§ **Task to carry out**
Copy the rows below character for character, starting at the line that contains "</instance>" and continuing through the last line of the rows, both included.

§ **Task inputs**

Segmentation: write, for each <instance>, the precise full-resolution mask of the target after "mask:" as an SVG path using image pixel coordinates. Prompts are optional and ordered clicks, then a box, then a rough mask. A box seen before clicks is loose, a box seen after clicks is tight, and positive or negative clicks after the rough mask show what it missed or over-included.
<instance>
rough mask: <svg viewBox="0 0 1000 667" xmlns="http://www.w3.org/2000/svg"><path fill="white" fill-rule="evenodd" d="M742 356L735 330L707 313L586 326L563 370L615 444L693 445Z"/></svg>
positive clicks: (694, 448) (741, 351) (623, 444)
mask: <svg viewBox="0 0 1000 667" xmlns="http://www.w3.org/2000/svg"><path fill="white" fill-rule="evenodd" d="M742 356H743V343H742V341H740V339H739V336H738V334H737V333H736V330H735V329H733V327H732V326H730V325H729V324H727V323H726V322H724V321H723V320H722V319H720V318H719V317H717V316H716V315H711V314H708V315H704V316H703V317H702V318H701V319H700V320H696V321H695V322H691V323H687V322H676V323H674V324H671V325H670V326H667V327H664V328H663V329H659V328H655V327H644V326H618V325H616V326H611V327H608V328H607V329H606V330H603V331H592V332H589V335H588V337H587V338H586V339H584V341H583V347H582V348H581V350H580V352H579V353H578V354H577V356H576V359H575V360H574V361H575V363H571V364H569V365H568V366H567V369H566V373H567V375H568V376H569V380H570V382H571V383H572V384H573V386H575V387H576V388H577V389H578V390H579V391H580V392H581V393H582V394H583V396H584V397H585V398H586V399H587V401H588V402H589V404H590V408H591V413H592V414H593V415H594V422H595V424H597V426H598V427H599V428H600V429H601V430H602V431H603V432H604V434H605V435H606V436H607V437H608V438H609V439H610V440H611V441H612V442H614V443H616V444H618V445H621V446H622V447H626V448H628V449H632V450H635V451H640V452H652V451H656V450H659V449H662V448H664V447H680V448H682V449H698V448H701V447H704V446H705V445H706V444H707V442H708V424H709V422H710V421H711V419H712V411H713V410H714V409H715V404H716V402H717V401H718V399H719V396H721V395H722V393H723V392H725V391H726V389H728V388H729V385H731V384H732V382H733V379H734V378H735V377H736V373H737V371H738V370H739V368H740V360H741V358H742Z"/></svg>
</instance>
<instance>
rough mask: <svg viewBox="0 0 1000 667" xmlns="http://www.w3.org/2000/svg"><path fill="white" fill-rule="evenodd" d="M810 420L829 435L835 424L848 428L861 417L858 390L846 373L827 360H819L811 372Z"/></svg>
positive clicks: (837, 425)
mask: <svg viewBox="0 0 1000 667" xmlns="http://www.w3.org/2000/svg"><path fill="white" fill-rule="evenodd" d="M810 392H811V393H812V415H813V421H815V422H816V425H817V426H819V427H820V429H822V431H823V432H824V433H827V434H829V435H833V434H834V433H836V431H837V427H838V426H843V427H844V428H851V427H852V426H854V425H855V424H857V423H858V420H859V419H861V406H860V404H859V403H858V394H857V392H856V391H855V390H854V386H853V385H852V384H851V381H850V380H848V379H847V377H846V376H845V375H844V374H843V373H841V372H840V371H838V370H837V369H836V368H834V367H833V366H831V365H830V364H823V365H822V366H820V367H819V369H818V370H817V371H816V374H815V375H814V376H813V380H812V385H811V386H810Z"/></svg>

§ **Answer section**
</instance>
<instance>
rough mask: <svg viewBox="0 0 1000 667" xmlns="http://www.w3.org/2000/svg"><path fill="white" fill-rule="evenodd" d="M810 420L829 435L835 424L848 428L861 417L858 390L846 373L827 360H819L811 372Z"/></svg>
positive clicks: (837, 425)
mask: <svg viewBox="0 0 1000 667" xmlns="http://www.w3.org/2000/svg"><path fill="white" fill-rule="evenodd" d="M810 392H811V393H812V415H813V421H815V422H816V425H817V426H819V427H820V429H822V431H823V432H824V433H827V434H829V435H833V434H834V433H836V431H837V427H838V426H843V427H844V428H851V427H852V426H854V425H855V424H857V423H858V420H859V419H861V406H860V404H859V403H858V394H857V392H856V391H855V390H854V386H853V385H852V384H851V381H850V380H848V379H847V377H846V376H845V375H844V374H843V373H841V372H840V371H838V370H837V369H836V368H834V367H833V366H831V365H830V364H823V365H822V366H820V367H819V369H818V370H817V371H816V374H815V375H814V376H813V380H812V385H811V386H810Z"/></svg>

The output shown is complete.